The graph of y = A sin (Bx + C) is called the curve of the sine function. There are two methods to draw the graph of the sine function. The method one is the five-point method, which selects five points in a period of the sine function. The five points include the maximum point of the function, the minimum point of the function, the zero points of the function. Draw the graph of the sine function in one period and then extend the graph to both direction for every 2pi/B interval to get the graph of the sine function y = A sin (Bx + C). The method two is the transformation method, which is transform the graph of y = sin x to the graph of y = A sin (Bx + C).

For the graph of y = sin x, its period is T = 2pi/B = 2pi/1 = 2pi. To draw the graph of y = sin x, we divide the interval 2pi by five. So, the x-coordinate of the first point is x = 0. The x-coordinate of the fifth point is x = 2pi. The x-coordinate of the third point is x = pi. The x-coordinate of the second point is x = pi/2. The x-coordinate of the fourth point is x = 3pi/2. For each x-coordinate, find its corresponding y-coordinate. When x = 0, y = sin 0 = 0, when x = pi/2, y = sin pi/2 = 1, when x = pi, y = sin pi = 0, when x = 3pi/2, y = sin 3pi/2 = -1, and when x = 2pi, y = sin 2pi = 0. Therefore, the five important points in one period are (0, 0), (pi/2, 1), (pi, 0), (3pi/2, -1), and (2pi, 0).

Detection examples

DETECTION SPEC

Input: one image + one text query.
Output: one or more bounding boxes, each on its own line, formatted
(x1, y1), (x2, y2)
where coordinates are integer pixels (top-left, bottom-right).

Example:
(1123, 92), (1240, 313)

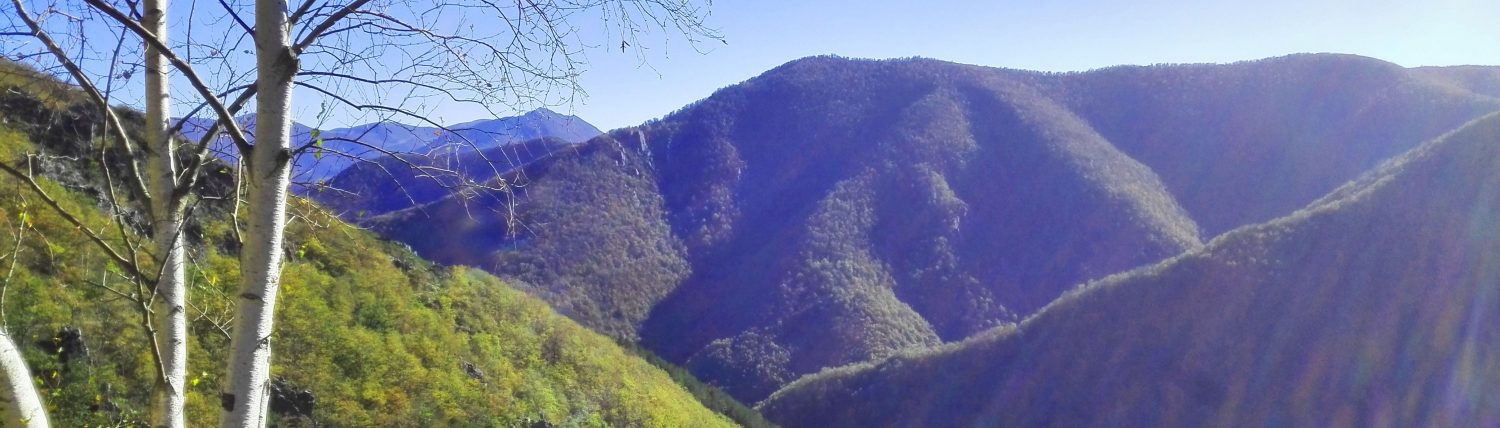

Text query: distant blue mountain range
(182, 108), (602, 186)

Task list:
[A] In the text on sine graphs, which method transforms the graph of y = sin x into the graph of y = A sin (Bx + C)?
[B] Quote the text on sine graphs from "The graph of y = A sin (Bx + C) is" up to and including "of y = A sin (Bx + C).".
The rows are separate material with no connection to the text on sine graphs.

Outputs for the tasks:
[A] The transformation method.

[B]
The graph of y = A sin (Bx + C) is called the curve of the sine function. There are two methods to draw the graph of the sine function. The method one is the five-point method, which selects five points in a period of the sine function. The five points include the maximum point of the function, the minimum point of the function, the zero points of the function. Draw the graph of the sine function in one period and then extend the graph to both direction for every 2pi/B interval to get the graph of the sine function y = A sin (Bx + C). The method two is the transformation method, which is transform the graph of y = sin x to the graph of y = A sin (Bx + C).